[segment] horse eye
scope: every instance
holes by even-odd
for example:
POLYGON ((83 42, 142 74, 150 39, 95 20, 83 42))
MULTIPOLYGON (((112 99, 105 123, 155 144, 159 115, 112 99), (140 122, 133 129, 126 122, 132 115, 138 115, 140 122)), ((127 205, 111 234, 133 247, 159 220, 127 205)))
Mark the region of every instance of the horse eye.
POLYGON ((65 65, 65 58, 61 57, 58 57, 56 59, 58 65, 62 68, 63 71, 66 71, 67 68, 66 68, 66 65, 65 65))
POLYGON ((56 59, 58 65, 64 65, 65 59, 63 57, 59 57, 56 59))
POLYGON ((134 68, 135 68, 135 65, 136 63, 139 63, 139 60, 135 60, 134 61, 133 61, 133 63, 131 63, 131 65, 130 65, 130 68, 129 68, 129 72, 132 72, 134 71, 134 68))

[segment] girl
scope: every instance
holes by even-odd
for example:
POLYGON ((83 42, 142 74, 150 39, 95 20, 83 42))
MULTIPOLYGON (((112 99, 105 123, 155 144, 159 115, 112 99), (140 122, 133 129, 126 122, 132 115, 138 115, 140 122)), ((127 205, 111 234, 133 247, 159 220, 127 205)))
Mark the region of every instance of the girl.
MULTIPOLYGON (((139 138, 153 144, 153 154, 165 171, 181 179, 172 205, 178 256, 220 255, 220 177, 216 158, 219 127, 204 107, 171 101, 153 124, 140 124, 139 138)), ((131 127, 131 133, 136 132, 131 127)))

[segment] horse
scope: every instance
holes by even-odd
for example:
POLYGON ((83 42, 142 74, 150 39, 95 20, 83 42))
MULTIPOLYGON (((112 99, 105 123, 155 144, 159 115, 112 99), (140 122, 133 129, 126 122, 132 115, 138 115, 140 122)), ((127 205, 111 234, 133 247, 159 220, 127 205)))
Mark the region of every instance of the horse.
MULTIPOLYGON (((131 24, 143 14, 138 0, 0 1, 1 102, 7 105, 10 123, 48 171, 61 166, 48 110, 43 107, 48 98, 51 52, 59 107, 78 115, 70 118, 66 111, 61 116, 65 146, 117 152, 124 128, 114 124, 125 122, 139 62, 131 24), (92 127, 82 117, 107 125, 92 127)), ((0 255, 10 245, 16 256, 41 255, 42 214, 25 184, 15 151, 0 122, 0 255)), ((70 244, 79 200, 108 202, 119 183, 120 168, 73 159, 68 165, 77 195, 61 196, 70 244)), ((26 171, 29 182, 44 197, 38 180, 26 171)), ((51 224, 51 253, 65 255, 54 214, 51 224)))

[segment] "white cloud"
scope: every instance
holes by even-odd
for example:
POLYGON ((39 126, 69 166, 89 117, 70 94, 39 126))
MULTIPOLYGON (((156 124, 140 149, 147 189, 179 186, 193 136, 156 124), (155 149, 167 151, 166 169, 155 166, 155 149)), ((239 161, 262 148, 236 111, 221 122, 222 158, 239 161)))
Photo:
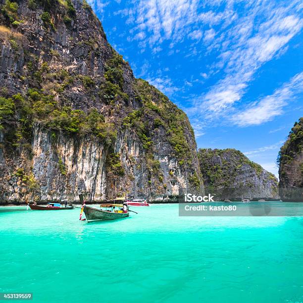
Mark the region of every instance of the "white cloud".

++++

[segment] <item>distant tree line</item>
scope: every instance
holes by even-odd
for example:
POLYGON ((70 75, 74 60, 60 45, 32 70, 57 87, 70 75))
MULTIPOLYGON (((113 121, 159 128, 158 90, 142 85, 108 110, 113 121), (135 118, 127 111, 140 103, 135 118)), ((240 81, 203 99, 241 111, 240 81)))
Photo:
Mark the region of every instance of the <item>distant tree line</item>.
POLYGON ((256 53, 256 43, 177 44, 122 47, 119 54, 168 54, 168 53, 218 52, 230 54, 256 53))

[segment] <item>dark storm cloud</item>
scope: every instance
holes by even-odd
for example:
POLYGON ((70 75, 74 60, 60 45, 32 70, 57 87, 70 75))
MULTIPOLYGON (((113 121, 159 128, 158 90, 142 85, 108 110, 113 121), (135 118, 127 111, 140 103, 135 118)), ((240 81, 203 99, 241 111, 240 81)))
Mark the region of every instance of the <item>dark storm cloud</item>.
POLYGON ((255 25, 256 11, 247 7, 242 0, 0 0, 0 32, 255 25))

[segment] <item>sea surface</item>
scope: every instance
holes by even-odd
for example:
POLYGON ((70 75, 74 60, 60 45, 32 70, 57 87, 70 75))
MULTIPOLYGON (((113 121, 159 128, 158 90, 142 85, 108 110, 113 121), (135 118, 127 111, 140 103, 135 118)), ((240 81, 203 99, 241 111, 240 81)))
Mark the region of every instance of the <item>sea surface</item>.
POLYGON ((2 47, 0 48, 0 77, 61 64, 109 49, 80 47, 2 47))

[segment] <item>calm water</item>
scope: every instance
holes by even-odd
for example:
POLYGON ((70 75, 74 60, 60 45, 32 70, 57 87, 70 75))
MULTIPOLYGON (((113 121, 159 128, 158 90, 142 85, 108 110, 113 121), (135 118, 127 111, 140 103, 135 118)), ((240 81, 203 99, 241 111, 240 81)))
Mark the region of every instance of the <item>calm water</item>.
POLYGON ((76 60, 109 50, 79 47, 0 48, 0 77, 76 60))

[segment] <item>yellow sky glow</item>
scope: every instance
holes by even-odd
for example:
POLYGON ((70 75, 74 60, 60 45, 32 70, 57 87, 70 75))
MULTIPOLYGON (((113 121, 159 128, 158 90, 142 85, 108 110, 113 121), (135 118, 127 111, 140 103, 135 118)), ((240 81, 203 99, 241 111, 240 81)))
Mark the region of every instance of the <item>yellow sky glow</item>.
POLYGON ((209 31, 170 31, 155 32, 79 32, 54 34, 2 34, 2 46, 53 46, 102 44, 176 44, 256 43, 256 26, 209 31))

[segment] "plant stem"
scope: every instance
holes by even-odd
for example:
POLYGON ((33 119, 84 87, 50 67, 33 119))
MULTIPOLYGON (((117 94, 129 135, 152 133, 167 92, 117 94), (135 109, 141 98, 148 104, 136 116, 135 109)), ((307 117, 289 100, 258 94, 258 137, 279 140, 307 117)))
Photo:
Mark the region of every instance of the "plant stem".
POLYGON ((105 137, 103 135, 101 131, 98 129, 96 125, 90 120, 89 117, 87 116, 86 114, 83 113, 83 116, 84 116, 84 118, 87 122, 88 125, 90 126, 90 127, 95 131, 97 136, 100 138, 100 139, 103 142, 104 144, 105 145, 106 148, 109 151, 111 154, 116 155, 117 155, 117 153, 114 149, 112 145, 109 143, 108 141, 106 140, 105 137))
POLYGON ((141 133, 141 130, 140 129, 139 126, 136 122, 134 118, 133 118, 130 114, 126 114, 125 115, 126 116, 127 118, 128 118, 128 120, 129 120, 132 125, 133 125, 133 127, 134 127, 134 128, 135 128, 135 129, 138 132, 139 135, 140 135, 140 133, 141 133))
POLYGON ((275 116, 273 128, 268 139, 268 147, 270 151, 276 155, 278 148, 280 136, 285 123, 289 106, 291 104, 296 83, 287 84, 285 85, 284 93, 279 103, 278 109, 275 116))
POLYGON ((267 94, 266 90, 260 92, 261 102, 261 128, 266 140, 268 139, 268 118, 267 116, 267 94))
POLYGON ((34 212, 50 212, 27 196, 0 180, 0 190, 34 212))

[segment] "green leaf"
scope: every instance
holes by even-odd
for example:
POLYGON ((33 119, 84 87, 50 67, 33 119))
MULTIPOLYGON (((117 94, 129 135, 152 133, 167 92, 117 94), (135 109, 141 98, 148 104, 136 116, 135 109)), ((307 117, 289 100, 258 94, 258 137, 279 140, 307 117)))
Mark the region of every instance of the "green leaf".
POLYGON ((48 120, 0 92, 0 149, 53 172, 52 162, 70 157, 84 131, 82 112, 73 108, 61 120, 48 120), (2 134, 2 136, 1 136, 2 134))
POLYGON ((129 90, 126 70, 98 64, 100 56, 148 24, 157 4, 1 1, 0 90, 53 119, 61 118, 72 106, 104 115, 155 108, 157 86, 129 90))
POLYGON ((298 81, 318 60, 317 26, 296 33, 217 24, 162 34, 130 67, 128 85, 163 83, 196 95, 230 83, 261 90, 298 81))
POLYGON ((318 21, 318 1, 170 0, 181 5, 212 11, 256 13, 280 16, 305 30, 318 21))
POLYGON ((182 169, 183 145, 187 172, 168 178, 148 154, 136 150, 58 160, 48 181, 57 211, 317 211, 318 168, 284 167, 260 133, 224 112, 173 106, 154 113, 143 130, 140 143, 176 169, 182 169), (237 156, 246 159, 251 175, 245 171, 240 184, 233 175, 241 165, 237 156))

++++

• **THE PROBLEM**: Can you write out the material again, from the line with "[segment] <item>sea surface</item>" up to and including the line with "POLYGON ((209 31, 170", keeping every line? Add 126 to each coordinate in the answer polygons and leave all other numbers unchanged.

• **REPLY TO THE TASK**:
[segment] <item>sea surface</item>
scope: every instance
holes by even-odd
for example:
POLYGON ((70 75, 74 60, 60 45, 32 70, 57 87, 70 75))
MULTIPOLYGON (((113 121, 159 128, 158 90, 142 85, 108 110, 113 121), (135 118, 127 111, 140 103, 135 118)), ((240 81, 203 99, 241 111, 240 81)))
Mark the region of every instance of the <item>sea surface</item>.
POLYGON ((128 173, 126 174, 126 203, 187 190, 235 175, 206 173, 128 173))

[segment] <item>calm water</item>
scope: every instance
holes by even-odd
for example:
POLYGON ((70 75, 74 60, 60 45, 32 70, 57 87, 70 75))
MULTIPOLYGON (((113 121, 159 128, 158 90, 142 85, 108 110, 113 121), (135 118, 127 111, 140 103, 135 118)), ((240 81, 203 99, 241 111, 240 81)))
Mark the region of every instance of the <item>calm water</item>.
POLYGON ((202 186, 235 176, 205 173, 126 174, 126 203, 202 186))

[segment] <item>yellow sky glow</item>
scope: every instance
holes by even-odd
for example:
POLYGON ((70 75, 74 60, 60 45, 32 70, 57 87, 70 75))
MULTIPOLYGON (((113 121, 159 128, 158 90, 142 85, 108 110, 113 121), (135 118, 127 111, 140 103, 135 118)), ((240 81, 203 99, 241 111, 240 81)))
Mark the region of every instance of the <item>yellow sky glow</item>.
POLYGON ((335 157, 296 157, 281 158, 205 158, 180 160, 128 160, 128 172, 179 172, 228 170, 302 170, 382 169, 382 152, 335 157))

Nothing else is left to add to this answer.